**文档片段:**
———

2001年11月10日23时20分,世贸组织第四次部长会议审议通过了中国加入世界贸易组织(tO)。一个月后,中国正式成为世贸组织第143个成员。
相比这年北京申奥成功和中国男足冲进世界杯,加入tO这样意义重大的事件反而显得风平浪静。也许,持久的事件在最初引发的震颤大抵如此。
正如入世最后一任首席谈判代表龙永图所说,“入世对中国的影响,不会是立竿见影、一夜之间发生的。”对于老百姓来说,中国入世更像龙永图所说的“是很平常的一天”。
面对所有人都持肯定态度的入世,深处浙江的中小企业却不无担忧。毕竟,外面世界的精彩是虚幻的,残酷却是现实的。除了老板们,学者也有一些激动过后的犹豫,中国可能在陌生的游戏规则中面临崩溃的危险。事实证明,中国政府的强势和当时尚未完全市场化的环境让中国经济并未陷入虚无的海市蜃楼,反而继续保持增长。作为增长的红利,中国企业不断海外并购,中国制造更加随处可见,反倒是水土不服的外国公司对中国的市场竞争愁肠百结。

———

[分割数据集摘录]

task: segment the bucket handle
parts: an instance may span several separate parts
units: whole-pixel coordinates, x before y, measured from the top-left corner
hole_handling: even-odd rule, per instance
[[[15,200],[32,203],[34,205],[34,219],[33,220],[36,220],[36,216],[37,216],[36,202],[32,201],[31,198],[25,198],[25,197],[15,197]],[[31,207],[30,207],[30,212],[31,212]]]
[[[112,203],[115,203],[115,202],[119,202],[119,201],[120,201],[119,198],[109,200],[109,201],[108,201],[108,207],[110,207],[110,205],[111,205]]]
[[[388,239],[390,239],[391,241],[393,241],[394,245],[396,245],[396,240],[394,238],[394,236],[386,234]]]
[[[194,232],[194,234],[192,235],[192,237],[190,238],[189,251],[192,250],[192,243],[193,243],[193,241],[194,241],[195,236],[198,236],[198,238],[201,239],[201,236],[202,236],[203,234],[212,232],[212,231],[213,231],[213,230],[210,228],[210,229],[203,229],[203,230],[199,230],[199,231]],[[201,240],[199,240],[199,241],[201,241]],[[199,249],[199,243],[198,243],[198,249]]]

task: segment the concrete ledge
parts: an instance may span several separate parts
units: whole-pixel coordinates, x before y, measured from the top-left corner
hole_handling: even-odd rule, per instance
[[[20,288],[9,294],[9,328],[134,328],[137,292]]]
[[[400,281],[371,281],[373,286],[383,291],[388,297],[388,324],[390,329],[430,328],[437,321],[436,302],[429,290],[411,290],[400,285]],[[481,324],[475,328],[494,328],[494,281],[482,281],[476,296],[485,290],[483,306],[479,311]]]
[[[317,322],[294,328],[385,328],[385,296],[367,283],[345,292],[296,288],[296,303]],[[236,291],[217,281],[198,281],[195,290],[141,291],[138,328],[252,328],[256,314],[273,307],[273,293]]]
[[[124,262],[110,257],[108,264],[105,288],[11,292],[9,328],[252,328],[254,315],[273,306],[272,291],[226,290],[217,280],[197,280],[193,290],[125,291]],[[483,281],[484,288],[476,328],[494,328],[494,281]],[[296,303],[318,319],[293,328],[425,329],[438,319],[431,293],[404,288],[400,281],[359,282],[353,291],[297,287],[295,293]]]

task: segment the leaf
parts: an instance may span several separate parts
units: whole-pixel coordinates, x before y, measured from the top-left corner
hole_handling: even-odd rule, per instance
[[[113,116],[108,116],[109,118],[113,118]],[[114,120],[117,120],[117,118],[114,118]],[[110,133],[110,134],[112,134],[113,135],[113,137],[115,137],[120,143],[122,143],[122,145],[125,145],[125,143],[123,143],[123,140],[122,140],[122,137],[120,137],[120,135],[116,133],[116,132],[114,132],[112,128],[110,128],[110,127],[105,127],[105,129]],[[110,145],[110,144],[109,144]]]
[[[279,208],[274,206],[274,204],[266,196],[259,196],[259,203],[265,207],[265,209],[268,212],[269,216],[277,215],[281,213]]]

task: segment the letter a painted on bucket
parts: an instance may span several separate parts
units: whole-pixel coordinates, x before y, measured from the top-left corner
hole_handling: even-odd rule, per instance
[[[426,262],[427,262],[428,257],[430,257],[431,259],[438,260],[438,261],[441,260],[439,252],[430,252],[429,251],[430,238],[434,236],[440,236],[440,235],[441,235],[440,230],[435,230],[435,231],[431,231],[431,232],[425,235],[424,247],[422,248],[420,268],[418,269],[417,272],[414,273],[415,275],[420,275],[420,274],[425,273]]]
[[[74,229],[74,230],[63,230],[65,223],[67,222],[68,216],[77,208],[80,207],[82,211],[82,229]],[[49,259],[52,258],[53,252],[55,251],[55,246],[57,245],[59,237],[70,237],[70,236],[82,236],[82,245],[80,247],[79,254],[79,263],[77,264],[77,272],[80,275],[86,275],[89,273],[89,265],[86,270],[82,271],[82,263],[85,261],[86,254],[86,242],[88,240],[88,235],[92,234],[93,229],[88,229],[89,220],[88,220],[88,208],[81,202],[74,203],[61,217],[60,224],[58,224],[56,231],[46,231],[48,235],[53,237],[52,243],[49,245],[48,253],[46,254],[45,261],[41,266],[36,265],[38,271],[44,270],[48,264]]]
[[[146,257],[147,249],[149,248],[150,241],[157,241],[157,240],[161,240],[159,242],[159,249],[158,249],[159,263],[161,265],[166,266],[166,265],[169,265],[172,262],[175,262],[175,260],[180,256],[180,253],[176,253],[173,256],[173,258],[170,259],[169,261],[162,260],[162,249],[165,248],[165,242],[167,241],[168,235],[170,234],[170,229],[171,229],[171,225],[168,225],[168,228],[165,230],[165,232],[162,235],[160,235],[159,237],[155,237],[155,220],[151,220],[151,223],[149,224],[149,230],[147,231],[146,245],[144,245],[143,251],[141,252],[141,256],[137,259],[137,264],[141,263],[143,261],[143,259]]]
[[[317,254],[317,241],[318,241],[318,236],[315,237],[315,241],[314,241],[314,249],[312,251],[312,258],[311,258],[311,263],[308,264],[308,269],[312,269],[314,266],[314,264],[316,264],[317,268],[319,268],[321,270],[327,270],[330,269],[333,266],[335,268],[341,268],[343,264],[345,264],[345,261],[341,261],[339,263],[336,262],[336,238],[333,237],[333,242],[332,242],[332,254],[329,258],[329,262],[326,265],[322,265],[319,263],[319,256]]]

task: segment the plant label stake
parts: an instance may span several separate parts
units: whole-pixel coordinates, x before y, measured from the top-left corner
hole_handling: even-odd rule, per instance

———

**练习任务:**
(1) 把关于中国入世的文章中以"面对所有人都持肯定态度的入世"开头的那一段改写成简短的要点列表,保留其主要事实。
(2) 从关于中国入世的文章最后一句之后续写下去。
这些记录与关于中国入世的文章没有关系。

**参考答案:**
(1)
- 入世普遍受到肯定,但浙江的中小企业仍有担忧。
- 学者在激动过后也有犹豫,担心中国在陌生的游戏规则中面临崩溃的危险。
- 事实上,政府的强势和尚未完全市场化的环境使中国经济继续保持增长。
- 作为增长的红利,中国企业不断进行海外并购,中国制造更加随处可见。
- 水土不服的外国公司反而为在中国的市场竞争愁肠百结。

(2)
对于未来的预言,就这样毫无悬念地被现实击破。而《不确定的年代》的作者约翰·加尔布雷斯说,“我们对中国的预言都仅仅是一种猜想。”在猜想中,2001年的不确定进一步引发了未来的不确定。
摸清集散市场
在这幕庞杂的现实主义与未来主义交织上演的剧目中,服装业的领头人在另一种层面上需要扮演的角色是一个细致入微的观察家。前提是,他的企业具有足够的野心和对未来无可名状的向往。
显而易见的是,周成建日益着迷于这种对虚幻与现实的观察。服装生产、销售终端的历史不是中国改革史的特例,而是一部代表着所有变革者和创业者幻灭与重生的悲喜剧。在加入tO之初,各种流言蜚语的重来,也需要人们把握过去的历史细节,以此来透视微妙的未来。
我们知道,在中国做私营企业,是一件风险和机遇同样很大的事情。企业家往往需要付出足以令自身殚精竭虑的代价,究其原因,用财经作家吴晓波在中得出的结论就是:中国的商业和企业,历来都是政策和政府的从属。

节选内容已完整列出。